What you have to do. Count the lines in the items below that contain the string "floor". Give only the number.

Data supplied.
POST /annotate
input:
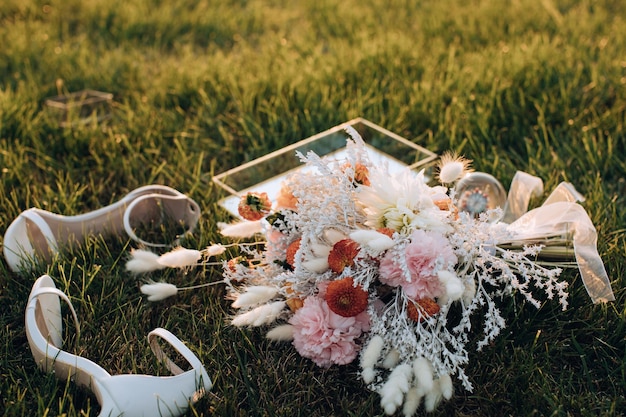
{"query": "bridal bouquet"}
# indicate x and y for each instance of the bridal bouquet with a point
(362, 264)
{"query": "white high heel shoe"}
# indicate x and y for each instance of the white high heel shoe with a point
(39, 233)
(119, 395)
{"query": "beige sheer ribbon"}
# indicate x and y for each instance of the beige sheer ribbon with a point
(560, 215)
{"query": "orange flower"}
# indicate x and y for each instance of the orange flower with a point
(422, 309)
(386, 231)
(254, 206)
(294, 302)
(342, 254)
(345, 299)
(446, 205)
(292, 249)
(360, 173)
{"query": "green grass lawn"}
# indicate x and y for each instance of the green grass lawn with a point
(202, 86)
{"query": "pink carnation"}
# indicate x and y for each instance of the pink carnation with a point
(325, 337)
(421, 256)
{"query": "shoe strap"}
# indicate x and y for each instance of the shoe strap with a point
(51, 290)
(176, 344)
(127, 214)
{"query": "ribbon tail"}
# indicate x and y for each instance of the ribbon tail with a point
(568, 218)
(523, 187)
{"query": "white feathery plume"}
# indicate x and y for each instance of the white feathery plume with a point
(423, 374)
(143, 261)
(412, 401)
(452, 168)
(180, 258)
(447, 389)
(259, 316)
(317, 265)
(369, 358)
(157, 291)
(241, 229)
(215, 250)
(454, 286)
(319, 261)
(254, 295)
(398, 384)
(376, 241)
(333, 235)
(392, 359)
(283, 333)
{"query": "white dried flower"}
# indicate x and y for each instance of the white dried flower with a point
(157, 291)
(452, 168)
(255, 295)
(215, 250)
(423, 372)
(260, 316)
(392, 359)
(376, 241)
(180, 258)
(412, 401)
(454, 286)
(143, 261)
(369, 358)
(398, 384)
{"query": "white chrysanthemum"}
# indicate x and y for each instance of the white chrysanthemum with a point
(452, 168)
(402, 202)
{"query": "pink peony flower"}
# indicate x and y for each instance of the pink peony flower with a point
(426, 249)
(325, 337)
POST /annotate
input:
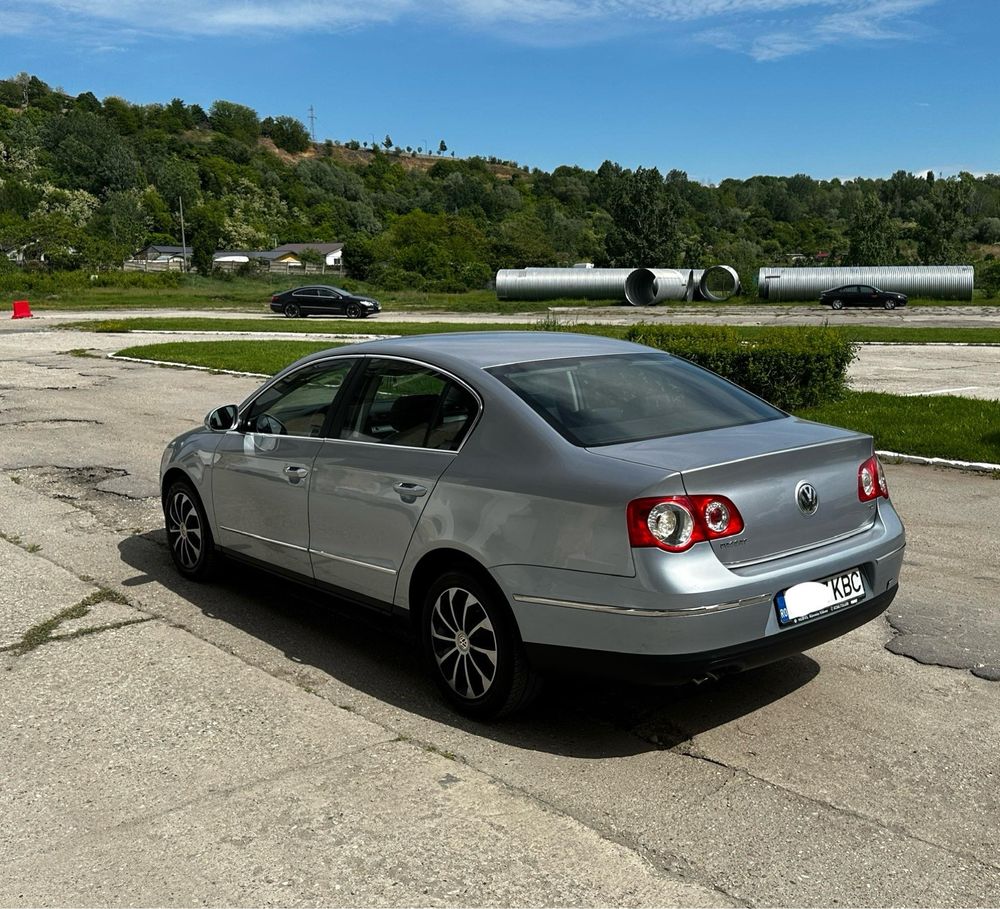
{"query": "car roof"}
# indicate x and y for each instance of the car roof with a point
(485, 349)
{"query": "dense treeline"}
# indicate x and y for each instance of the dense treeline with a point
(86, 183)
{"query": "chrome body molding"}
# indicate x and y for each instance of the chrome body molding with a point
(647, 613)
(346, 561)
(889, 555)
(253, 536)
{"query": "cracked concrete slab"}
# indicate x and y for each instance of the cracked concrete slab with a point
(145, 767)
(849, 775)
(27, 596)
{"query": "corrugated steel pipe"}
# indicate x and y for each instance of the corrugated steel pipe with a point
(649, 286)
(718, 283)
(552, 283)
(940, 282)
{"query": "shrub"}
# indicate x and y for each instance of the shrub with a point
(790, 367)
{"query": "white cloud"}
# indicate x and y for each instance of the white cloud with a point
(765, 29)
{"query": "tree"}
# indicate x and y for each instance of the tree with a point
(872, 233)
(287, 133)
(235, 120)
(644, 229)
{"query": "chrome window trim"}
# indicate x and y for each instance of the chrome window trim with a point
(254, 536)
(647, 613)
(356, 356)
(346, 561)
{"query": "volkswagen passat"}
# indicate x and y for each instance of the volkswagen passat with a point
(534, 501)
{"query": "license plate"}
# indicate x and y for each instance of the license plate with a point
(816, 598)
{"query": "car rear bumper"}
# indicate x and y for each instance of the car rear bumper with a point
(676, 668)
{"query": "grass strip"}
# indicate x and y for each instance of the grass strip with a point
(858, 333)
(932, 426)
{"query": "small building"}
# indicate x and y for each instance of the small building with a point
(333, 253)
(158, 253)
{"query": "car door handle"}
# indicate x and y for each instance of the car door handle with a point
(409, 491)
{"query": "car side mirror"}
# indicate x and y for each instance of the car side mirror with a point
(222, 418)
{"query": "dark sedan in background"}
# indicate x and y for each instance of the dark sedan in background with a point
(861, 295)
(323, 300)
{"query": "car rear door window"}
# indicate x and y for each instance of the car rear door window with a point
(299, 404)
(408, 404)
(609, 400)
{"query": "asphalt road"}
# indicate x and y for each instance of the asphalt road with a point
(248, 743)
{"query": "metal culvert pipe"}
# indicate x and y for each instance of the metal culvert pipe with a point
(718, 283)
(649, 286)
(553, 283)
(938, 282)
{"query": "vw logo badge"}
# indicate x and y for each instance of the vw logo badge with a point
(806, 498)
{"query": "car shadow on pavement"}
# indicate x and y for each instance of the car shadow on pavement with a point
(377, 656)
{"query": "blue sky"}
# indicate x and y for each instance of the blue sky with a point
(718, 88)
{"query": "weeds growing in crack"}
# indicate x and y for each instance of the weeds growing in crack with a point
(44, 632)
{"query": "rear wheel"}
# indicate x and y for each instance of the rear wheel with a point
(189, 537)
(472, 648)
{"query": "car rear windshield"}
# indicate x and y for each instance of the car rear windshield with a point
(609, 400)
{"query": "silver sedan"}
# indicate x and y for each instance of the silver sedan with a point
(534, 502)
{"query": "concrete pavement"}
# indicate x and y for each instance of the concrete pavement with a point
(246, 743)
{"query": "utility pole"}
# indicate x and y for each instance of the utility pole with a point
(180, 200)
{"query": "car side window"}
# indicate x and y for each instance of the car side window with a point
(298, 405)
(407, 404)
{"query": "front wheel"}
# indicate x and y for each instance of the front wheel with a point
(189, 537)
(473, 650)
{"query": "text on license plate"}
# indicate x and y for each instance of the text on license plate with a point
(816, 598)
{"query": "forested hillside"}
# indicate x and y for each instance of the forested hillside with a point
(86, 182)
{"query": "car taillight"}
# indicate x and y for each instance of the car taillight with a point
(676, 523)
(871, 480)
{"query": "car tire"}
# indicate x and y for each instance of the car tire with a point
(189, 538)
(472, 648)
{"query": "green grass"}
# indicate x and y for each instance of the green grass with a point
(933, 426)
(252, 295)
(860, 333)
(238, 356)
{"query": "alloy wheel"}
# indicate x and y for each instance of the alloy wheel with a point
(184, 531)
(464, 643)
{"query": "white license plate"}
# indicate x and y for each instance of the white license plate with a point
(816, 598)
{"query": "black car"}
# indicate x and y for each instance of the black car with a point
(323, 300)
(861, 295)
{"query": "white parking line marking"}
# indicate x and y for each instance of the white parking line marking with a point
(939, 391)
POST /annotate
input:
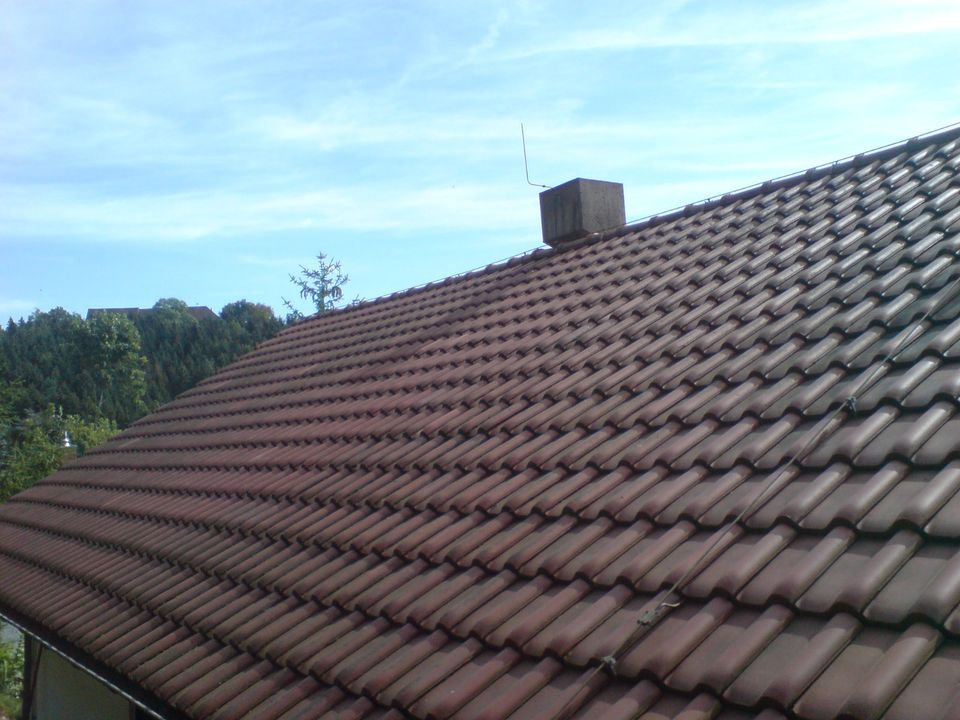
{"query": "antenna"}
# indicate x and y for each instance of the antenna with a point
(526, 169)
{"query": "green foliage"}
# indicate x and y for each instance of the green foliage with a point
(89, 368)
(62, 375)
(322, 286)
(183, 349)
(11, 677)
(36, 447)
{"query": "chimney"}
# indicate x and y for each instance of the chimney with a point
(578, 208)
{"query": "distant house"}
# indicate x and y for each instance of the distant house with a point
(706, 465)
(200, 312)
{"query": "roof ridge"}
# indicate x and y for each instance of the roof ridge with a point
(941, 134)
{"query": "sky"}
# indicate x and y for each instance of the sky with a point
(205, 150)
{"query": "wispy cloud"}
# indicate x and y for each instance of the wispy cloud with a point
(173, 128)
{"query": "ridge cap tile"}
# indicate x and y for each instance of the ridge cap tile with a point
(456, 500)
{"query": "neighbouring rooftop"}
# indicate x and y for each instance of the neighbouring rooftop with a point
(456, 501)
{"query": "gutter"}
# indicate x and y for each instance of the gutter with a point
(122, 686)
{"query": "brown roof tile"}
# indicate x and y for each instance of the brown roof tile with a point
(458, 500)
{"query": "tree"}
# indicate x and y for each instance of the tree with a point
(116, 367)
(39, 447)
(322, 286)
(11, 676)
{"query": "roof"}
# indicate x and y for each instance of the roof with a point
(199, 312)
(456, 501)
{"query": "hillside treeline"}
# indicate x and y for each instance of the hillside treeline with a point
(69, 380)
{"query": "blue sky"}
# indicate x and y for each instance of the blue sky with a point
(203, 150)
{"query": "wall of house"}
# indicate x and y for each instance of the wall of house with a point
(64, 692)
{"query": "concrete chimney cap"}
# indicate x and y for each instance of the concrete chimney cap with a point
(579, 207)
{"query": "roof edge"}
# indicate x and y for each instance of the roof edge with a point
(883, 152)
(118, 683)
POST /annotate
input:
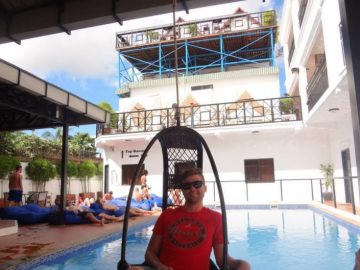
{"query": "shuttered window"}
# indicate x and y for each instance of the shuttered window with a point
(259, 170)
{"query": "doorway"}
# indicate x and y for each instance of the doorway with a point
(106, 178)
(345, 157)
(128, 172)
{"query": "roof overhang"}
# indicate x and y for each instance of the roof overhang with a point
(33, 18)
(28, 102)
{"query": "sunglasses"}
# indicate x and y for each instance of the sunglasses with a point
(195, 184)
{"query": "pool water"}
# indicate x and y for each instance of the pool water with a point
(268, 239)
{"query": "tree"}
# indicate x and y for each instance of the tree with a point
(7, 164)
(86, 170)
(7, 142)
(40, 171)
(114, 118)
(82, 142)
(100, 168)
(72, 170)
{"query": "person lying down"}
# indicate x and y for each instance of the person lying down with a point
(134, 211)
(84, 213)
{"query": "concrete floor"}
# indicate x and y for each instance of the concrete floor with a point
(33, 241)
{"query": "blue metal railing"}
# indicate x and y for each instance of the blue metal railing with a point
(243, 112)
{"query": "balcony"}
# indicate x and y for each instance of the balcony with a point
(199, 28)
(244, 112)
(291, 51)
(318, 83)
(302, 10)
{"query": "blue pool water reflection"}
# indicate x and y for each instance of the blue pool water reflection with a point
(268, 239)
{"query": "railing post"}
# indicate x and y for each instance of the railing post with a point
(144, 121)
(352, 194)
(192, 116)
(322, 200)
(312, 190)
(214, 188)
(334, 192)
(247, 191)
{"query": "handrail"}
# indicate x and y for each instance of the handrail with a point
(334, 201)
(318, 83)
(196, 28)
(243, 112)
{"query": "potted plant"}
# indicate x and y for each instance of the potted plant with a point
(286, 105)
(40, 171)
(328, 172)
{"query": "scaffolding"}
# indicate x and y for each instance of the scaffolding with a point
(213, 45)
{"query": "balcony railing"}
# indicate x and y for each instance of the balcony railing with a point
(302, 10)
(291, 51)
(317, 84)
(198, 28)
(204, 116)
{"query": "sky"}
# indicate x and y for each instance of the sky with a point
(85, 63)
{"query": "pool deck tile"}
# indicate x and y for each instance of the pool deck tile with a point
(33, 241)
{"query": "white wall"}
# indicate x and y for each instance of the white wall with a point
(225, 90)
(53, 186)
(297, 154)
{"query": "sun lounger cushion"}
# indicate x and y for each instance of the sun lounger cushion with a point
(27, 214)
(97, 209)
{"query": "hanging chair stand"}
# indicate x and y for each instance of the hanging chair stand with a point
(179, 145)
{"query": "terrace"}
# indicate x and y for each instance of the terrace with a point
(242, 112)
(196, 28)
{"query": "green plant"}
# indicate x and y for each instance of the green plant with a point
(328, 172)
(86, 170)
(286, 105)
(152, 35)
(7, 164)
(192, 29)
(99, 171)
(71, 170)
(40, 171)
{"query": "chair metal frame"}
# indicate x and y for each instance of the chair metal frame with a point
(172, 140)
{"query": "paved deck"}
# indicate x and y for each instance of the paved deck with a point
(42, 239)
(38, 240)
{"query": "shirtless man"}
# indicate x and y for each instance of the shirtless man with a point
(15, 187)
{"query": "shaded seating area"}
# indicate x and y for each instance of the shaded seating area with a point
(182, 148)
(27, 214)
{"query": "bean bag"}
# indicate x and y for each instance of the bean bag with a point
(97, 209)
(27, 214)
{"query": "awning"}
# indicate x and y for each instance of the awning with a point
(28, 102)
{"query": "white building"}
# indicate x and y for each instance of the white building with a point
(267, 148)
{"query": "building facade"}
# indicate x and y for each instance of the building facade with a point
(268, 147)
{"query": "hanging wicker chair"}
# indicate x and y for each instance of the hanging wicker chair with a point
(181, 147)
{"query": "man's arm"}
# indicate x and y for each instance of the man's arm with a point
(233, 264)
(153, 251)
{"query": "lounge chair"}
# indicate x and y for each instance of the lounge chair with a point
(181, 147)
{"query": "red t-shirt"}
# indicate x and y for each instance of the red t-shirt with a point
(188, 237)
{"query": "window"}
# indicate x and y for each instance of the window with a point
(239, 23)
(128, 173)
(202, 87)
(259, 170)
(139, 37)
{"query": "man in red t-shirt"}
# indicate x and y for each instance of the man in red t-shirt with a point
(184, 237)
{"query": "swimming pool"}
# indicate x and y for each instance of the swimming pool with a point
(269, 239)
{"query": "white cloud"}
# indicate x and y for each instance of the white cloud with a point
(90, 53)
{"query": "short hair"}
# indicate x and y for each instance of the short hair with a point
(189, 172)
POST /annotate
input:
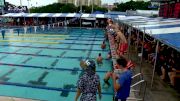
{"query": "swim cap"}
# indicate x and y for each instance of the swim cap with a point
(90, 64)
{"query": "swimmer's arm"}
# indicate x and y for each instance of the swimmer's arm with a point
(99, 90)
(77, 94)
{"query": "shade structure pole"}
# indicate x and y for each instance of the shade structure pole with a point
(152, 80)
(142, 50)
(129, 40)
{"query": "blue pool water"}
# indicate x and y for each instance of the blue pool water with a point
(45, 65)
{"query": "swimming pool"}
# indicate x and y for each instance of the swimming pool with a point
(45, 65)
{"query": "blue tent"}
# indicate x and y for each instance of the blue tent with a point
(98, 12)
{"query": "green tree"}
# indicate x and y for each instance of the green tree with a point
(133, 5)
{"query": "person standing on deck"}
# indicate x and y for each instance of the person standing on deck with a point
(123, 82)
(89, 83)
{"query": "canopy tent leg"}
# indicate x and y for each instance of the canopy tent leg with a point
(142, 50)
(129, 40)
(152, 80)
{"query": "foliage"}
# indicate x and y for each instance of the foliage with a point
(65, 8)
(133, 5)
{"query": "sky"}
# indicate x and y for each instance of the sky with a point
(36, 3)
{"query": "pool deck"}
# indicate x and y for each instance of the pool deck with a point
(3, 98)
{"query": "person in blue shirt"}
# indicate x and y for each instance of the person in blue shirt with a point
(123, 82)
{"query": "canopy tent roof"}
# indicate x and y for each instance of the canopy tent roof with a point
(42, 15)
(55, 15)
(165, 30)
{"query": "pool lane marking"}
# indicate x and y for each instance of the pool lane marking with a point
(40, 80)
(45, 68)
(34, 35)
(54, 48)
(43, 87)
(4, 77)
(38, 55)
(30, 41)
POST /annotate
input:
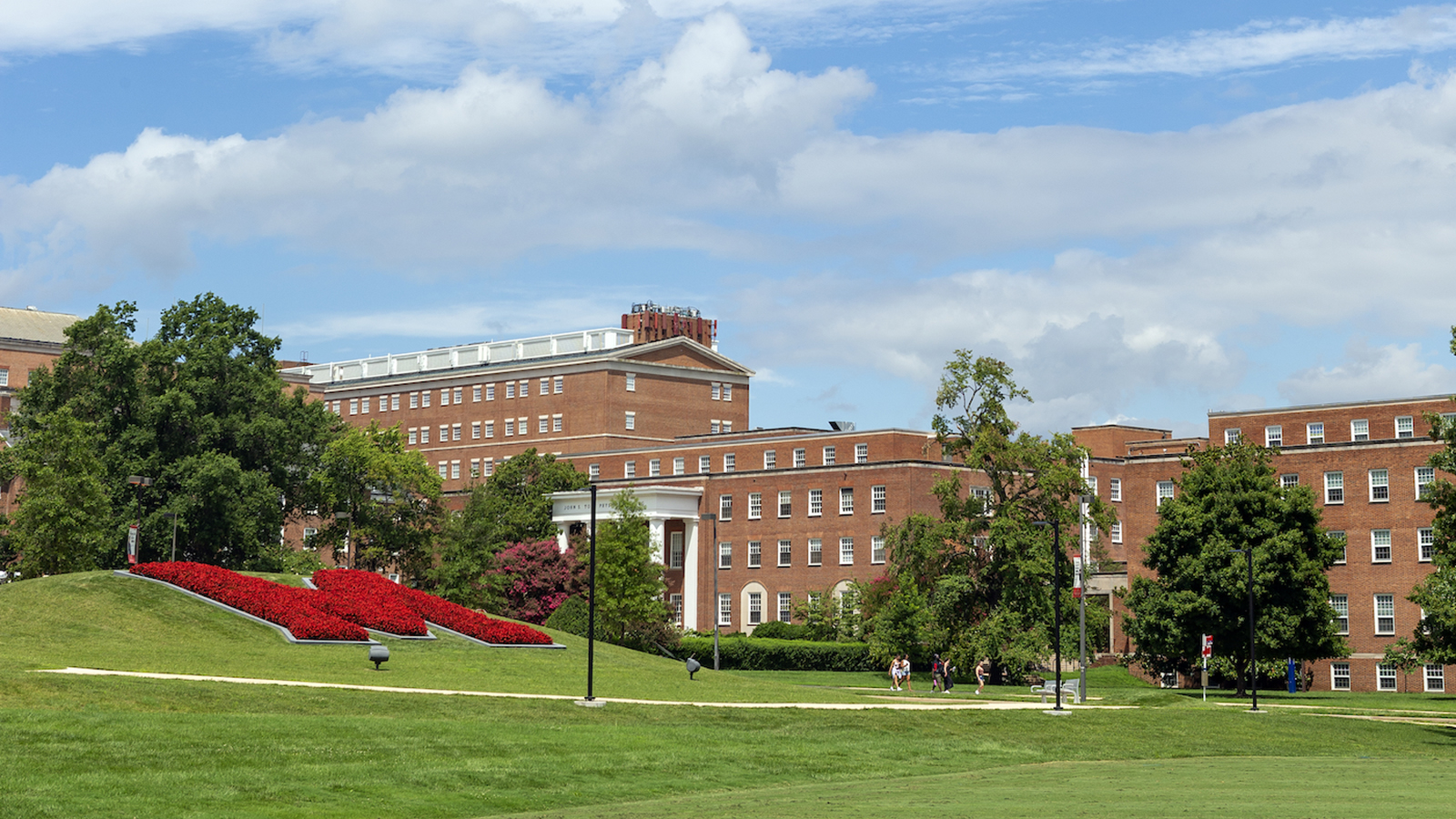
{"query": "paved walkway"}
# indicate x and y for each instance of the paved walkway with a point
(888, 703)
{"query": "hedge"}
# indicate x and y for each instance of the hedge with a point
(757, 653)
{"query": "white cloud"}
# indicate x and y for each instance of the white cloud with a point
(1256, 46)
(1390, 370)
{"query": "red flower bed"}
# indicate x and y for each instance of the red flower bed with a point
(436, 610)
(293, 608)
(368, 599)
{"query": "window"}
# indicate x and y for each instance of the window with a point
(1434, 676)
(1385, 614)
(1165, 491)
(1380, 545)
(1424, 477)
(1380, 486)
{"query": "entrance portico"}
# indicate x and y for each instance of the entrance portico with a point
(670, 511)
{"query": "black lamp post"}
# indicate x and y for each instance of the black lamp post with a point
(1056, 599)
(1254, 659)
(718, 560)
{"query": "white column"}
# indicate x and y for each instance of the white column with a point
(691, 576)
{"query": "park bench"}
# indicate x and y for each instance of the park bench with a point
(1069, 690)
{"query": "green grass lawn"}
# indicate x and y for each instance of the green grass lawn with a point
(120, 746)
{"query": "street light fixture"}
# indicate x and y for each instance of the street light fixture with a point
(718, 560)
(1056, 599)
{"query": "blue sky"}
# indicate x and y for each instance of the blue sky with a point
(1149, 208)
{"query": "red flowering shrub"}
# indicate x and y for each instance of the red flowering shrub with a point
(293, 608)
(436, 610)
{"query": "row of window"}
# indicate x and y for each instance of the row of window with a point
(1385, 676)
(553, 385)
(730, 460)
(1380, 484)
(814, 552)
(1404, 428)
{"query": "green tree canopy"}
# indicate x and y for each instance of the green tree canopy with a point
(1229, 499)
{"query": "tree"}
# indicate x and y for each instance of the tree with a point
(62, 522)
(513, 506)
(983, 566)
(203, 411)
(630, 584)
(390, 494)
(1229, 499)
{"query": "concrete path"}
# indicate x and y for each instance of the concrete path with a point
(888, 703)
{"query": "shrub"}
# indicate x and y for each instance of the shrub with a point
(761, 653)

Task result. 2